### Consegna
Nel brano sulla parabola dell'uomo ricco, ricopia parola per parola il tratto che si apre con le parole "Sia questa nostra" e si chiude con "a te. Amen.".

### Brano da esaminare
• • • •

E disse loro: «Fate attenzione e tenetevi lontani da ogni cupidigia perché, anche se uno è nell'abbondanza, la sua vita non dipende da ciò che egli possiede».

Poi disse loro una parabola: «La campagna di un uomo ricco aveva dato un raccolto abbondante. Egli ragionava tra sé: "Che farò, poiché non ho dove mettere i miei raccolti? Farò così - disse -: demolirò i miei magazzini e ne costruirò altri più grandi e vi raccoglierò tutto il grano e i miei beni. Poi dirò a me stesso: Anima mia, hai a disposizione molti beni, per molti anni; ripòsati, mangia, bevi e divèrtiti!". Ma Dio gli disse: "Stolto, questa notte stessa ti sarà richiesta la tua vita. E quello che hai preparato, di chi sarà?". Così è di chi accumula tesori per sé e non si arricchisce presso Dio». Il versetto conclusivo di tutto questo chiaro discorso sulla precarietà dell'esistenza umana sulla terra e tutte le illusioni che ci facciamo per renderla sempre più ricca di cose e mai di valori, suona terribilmente come un rimprovero per tutti: ""Stolto, questa notte stessa ti sarà richiesta la tua vita. E quello che hai preparato, di chi sarà?". Così è di chi accumula tesori per sé e non si arricchisce presso Dio». San Paolo Apostolo convinto di tutto questo e avendo uno sguardo molto chiaro e puntuale sul mondo che verrà, quello vero e definitivo, scrive parole stupende ai Colossesi, indirizzando il loro impegno morale e cristiano su cose che contano per sempre: "Fratelli, se siete risorti con Cristo, cercate le cose di lassù, dove è Cristo, seduto alla destra di Dio; rivolgete il pensiero alle cose di lassù, non a quelle della terra...Fate morire dunque ciò che appartiene alla terra: impurità, immoralità, passioni, desideri cattivi e quella cupidigia che è idolatria". Un male terribile la cupidigia, cioè il desiderio spasmodico di possedere tutto e sempre di più. Un vero e proprio culto delle cose materiali, facendole diventare idoli, e beni di cui non possiamo fare a meno.

Sia questa nostra incessante preghiera nella lotta quotidiana tra il possedere e l'essere, che ci può attrarre e affascinare, dimenticandoci delle cose che meritano davvero attenzione da parte di tutti coloro che credono con sincerità nel regno di Dio che verrà: "O Dio, principio e fine di tutte le cose, che in Cristo tuo Figlio ci hai chiamati a possedere il regno, fa' che operando con le nostre forze a sottomettere la terra non ci lasciamo dominare dalla cupidigia e dall'egoismo, ma cerchiamo sempre ciò che vale davanti a te. Amen.

• • • •

### Dati forniti
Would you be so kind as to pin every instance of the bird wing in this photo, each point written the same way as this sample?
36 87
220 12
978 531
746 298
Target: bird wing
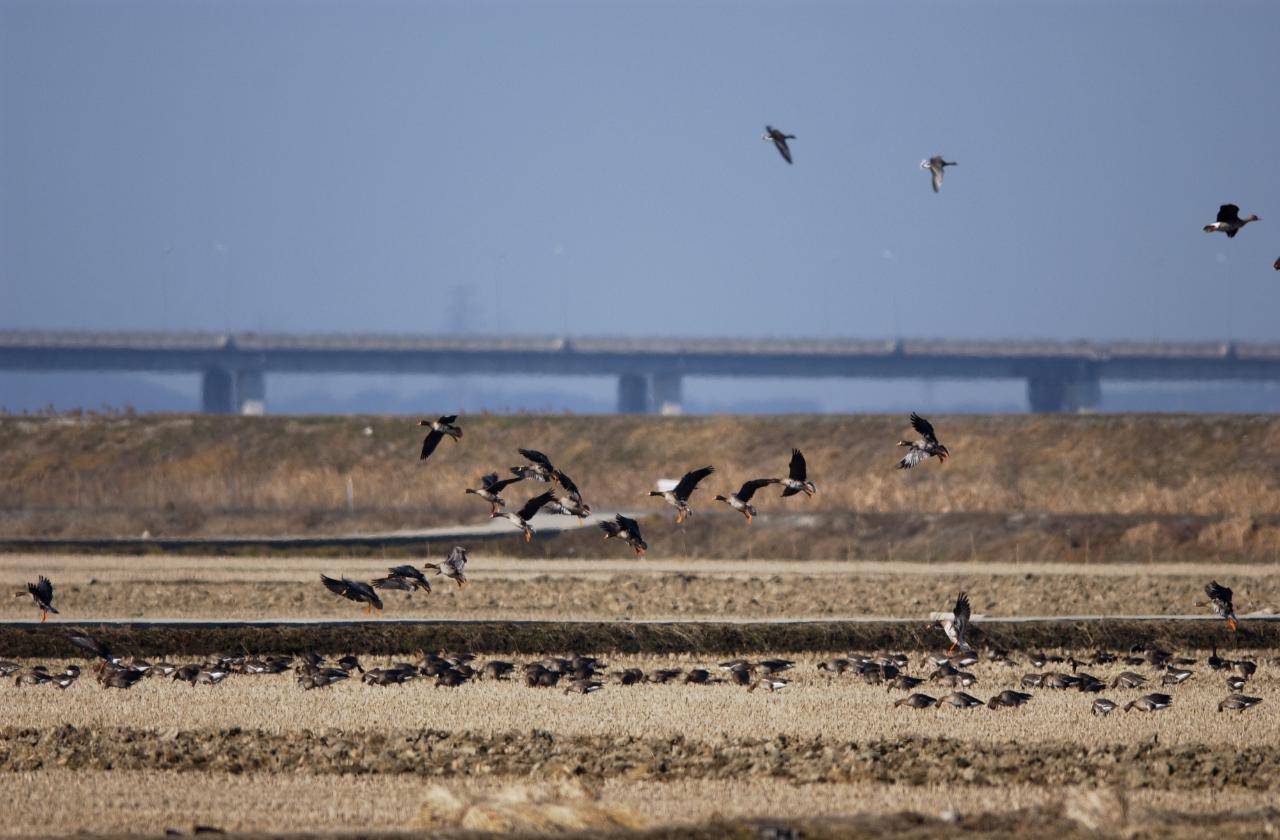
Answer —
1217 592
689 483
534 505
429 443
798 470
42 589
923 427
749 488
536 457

• • • •

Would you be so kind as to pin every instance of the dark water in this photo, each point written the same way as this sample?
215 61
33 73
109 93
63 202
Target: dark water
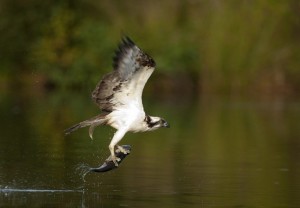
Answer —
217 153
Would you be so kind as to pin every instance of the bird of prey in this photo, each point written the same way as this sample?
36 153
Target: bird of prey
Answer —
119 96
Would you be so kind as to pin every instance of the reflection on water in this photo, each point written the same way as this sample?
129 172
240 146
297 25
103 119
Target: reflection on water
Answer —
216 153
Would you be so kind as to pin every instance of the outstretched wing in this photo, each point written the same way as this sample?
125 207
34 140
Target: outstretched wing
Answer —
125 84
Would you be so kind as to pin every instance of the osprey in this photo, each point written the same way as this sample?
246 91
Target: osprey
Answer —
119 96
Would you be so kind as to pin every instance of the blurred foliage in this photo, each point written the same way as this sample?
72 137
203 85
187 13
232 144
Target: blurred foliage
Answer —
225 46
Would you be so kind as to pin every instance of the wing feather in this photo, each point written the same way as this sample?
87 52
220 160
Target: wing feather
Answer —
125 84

• • • •

### Risposta
Sia questa nostra incessante preghiera nella lotta quotidiana tra il possedere e l'essere, che ci può attrarre e affascinare, dimenticandoci delle cose che meritano davvero attenzione da parte di tutti coloro che credono con sincerità nel regno di Dio che verrà: "O Dio, principio e fine di tutte le cose, che in Cristo tuo Figlio ci hai chiamati a possedere il regno, fa' che operando con le nostre forze a sottomettere la terra non ci lasciamo dominare dalla cupidigia e dall'egoismo, ma cerchiamo sempre ciò che vale davanti a te. Amen.